-- begin ENTRIES SUPPLIED --

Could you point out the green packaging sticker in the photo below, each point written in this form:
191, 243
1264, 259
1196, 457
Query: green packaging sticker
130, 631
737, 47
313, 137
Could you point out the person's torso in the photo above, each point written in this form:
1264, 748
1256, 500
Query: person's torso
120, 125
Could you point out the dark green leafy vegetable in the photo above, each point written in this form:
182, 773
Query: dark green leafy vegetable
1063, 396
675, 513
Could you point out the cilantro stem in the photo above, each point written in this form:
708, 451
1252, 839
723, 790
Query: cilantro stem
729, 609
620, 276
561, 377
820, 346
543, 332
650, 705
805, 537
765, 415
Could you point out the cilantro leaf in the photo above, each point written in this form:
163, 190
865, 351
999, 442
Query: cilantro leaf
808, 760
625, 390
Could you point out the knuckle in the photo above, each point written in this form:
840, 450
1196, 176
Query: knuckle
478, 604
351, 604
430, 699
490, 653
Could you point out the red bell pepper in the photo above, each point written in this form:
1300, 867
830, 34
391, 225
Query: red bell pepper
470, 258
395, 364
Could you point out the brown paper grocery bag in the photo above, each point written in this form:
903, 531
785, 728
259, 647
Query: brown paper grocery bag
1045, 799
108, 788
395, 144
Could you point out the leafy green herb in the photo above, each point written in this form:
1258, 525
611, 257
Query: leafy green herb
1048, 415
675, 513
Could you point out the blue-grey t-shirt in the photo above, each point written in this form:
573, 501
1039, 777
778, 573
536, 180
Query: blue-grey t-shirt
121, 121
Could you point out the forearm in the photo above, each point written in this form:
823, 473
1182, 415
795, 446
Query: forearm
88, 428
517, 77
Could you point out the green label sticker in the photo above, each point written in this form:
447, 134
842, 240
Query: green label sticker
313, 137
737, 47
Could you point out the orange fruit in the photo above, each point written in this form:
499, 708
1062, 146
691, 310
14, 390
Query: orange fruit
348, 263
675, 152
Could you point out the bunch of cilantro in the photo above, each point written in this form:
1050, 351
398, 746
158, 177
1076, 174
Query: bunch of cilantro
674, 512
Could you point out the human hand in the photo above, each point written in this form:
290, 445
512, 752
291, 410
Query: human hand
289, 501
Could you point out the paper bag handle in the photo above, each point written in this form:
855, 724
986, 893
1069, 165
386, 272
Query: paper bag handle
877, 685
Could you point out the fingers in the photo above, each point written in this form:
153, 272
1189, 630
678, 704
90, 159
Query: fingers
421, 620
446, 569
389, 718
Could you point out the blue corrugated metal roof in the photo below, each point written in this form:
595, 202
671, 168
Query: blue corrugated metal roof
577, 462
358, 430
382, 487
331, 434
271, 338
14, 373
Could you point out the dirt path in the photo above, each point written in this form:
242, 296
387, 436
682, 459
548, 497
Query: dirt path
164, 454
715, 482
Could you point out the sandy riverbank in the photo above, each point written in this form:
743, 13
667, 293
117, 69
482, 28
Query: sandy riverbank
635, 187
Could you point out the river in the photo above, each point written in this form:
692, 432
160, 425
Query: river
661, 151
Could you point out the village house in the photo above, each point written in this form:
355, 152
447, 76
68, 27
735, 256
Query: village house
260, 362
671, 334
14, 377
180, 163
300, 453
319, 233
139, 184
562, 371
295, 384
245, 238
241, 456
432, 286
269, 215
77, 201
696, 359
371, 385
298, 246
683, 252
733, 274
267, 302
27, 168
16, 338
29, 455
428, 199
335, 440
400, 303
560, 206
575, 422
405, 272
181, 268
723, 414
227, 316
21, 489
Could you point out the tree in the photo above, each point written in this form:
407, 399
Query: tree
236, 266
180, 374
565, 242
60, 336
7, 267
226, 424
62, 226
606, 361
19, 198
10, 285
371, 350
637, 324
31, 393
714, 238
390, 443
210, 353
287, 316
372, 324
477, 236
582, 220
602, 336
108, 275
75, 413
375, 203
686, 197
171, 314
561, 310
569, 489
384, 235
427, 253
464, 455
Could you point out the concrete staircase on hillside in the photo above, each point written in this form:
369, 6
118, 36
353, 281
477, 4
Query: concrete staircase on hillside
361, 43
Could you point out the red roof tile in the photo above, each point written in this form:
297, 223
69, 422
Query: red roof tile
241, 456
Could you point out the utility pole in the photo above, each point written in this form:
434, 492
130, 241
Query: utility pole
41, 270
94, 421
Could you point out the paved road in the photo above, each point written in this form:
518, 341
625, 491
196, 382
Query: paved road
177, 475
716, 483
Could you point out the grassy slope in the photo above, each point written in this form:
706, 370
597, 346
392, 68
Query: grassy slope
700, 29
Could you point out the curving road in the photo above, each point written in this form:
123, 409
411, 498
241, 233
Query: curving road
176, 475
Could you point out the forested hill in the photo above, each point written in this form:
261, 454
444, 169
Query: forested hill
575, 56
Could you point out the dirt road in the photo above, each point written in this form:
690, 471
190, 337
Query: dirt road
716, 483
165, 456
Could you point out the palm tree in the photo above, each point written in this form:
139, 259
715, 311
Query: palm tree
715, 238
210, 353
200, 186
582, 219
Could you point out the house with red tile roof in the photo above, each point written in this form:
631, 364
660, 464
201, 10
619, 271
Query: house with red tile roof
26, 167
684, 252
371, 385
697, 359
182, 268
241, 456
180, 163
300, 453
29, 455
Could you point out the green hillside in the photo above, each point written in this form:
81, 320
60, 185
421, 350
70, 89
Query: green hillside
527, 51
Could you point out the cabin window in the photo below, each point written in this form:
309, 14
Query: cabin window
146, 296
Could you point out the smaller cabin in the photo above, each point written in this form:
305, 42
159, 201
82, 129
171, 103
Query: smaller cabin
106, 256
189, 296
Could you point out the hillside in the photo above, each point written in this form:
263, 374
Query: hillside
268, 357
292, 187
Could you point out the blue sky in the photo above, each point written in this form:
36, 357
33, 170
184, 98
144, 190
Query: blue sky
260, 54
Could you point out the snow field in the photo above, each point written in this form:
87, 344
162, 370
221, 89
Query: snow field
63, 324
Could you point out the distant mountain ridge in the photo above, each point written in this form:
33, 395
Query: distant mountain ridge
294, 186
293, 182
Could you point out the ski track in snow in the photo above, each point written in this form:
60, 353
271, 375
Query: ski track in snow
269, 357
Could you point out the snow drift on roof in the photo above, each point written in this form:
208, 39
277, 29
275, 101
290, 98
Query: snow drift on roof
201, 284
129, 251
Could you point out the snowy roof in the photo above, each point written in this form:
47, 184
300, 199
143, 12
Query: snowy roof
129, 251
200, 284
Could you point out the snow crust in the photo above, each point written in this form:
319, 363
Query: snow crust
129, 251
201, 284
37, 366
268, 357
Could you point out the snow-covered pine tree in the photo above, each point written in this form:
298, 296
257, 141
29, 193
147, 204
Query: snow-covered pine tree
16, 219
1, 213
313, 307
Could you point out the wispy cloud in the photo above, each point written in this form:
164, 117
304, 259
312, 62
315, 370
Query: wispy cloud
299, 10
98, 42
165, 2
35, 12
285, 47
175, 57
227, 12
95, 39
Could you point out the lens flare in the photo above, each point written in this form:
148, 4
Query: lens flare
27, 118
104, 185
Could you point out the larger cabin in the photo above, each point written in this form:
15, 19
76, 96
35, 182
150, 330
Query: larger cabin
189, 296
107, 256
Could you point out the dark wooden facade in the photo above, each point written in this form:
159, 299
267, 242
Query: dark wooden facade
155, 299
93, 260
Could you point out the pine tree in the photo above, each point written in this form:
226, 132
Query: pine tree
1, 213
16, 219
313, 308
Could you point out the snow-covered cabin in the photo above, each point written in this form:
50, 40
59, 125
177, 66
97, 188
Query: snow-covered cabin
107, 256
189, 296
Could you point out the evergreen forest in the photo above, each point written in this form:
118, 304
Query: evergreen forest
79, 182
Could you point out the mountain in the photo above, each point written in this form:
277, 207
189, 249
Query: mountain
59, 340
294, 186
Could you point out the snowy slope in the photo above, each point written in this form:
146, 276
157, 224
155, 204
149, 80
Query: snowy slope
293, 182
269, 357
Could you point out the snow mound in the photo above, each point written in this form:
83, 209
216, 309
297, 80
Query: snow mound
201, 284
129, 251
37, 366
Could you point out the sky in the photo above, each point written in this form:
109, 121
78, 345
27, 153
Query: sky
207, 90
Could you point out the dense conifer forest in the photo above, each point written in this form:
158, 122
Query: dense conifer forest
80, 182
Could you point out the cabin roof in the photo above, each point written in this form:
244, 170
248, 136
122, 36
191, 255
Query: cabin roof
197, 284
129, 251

-- end ENTRIES SUPPLIED --

- REQUIRED TASK -
Update the records starting at the line containing "Could you point out the snow mound" and ending at the end of the records, replacing "cabin roof" with "cabin chimney" and leaving everything else unchanged.

- ANSWER TO THE EXERCISE -
Could you point out the snow mound in the photo above, each point written in this form:
83, 209
216, 309
297, 80
Query: snow mound
201, 284
129, 251
37, 366
Could you point out the sky in the photo above, each point written in this form:
109, 121
78, 345
27, 153
Query: sky
207, 90
Could you point out the dense conifer forest in the photo above, each point written in this form:
158, 122
Query: dense conifer forest
80, 182
Could you point out the cabin chimney in the photo above, each point written in this form:
244, 170
248, 136
122, 36
191, 255
Query: cabin chimney
197, 284
129, 251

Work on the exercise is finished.